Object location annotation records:
▼

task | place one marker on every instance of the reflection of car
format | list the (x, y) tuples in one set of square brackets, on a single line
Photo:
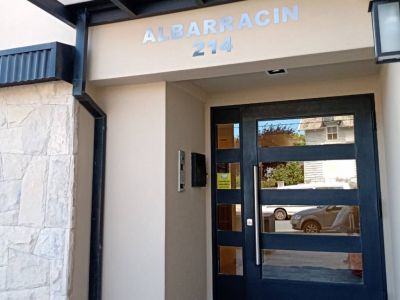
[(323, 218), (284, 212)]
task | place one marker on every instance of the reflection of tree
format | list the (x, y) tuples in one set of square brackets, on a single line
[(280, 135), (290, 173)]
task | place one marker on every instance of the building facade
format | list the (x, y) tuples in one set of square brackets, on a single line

▲
▼

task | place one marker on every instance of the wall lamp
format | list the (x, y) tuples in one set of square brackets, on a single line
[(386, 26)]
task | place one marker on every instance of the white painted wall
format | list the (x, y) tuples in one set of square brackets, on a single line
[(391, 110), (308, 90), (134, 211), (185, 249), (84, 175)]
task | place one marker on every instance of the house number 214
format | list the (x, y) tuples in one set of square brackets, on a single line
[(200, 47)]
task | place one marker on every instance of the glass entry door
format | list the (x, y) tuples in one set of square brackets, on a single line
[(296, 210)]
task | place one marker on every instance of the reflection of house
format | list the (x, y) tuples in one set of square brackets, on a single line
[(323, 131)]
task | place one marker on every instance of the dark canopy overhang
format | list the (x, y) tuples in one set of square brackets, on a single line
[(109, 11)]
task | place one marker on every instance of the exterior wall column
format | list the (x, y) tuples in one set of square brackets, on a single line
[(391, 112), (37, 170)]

▲

Reproduce word for word the stretch of the records that opens with the line containing "task | place one marker on every instance of the wall" and closes with the line containing "[(391, 110), (308, 90), (134, 211), (185, 249), (84, 175)]". Include both of those lines and nothing else.

- [REPLY TO THE TASK]
task | place one marker on every instance of the wall lamp
format | list the (x, y) tuples in one set of square brackets, on a single line
[(386, 26)]
task | place one marker on every instance of the white painted wall
format | list the (x, y) tuples in one set of square brackets, on a single line
[(391, 110), (308, 90), (134, 211), (185, 249), (84, 175)]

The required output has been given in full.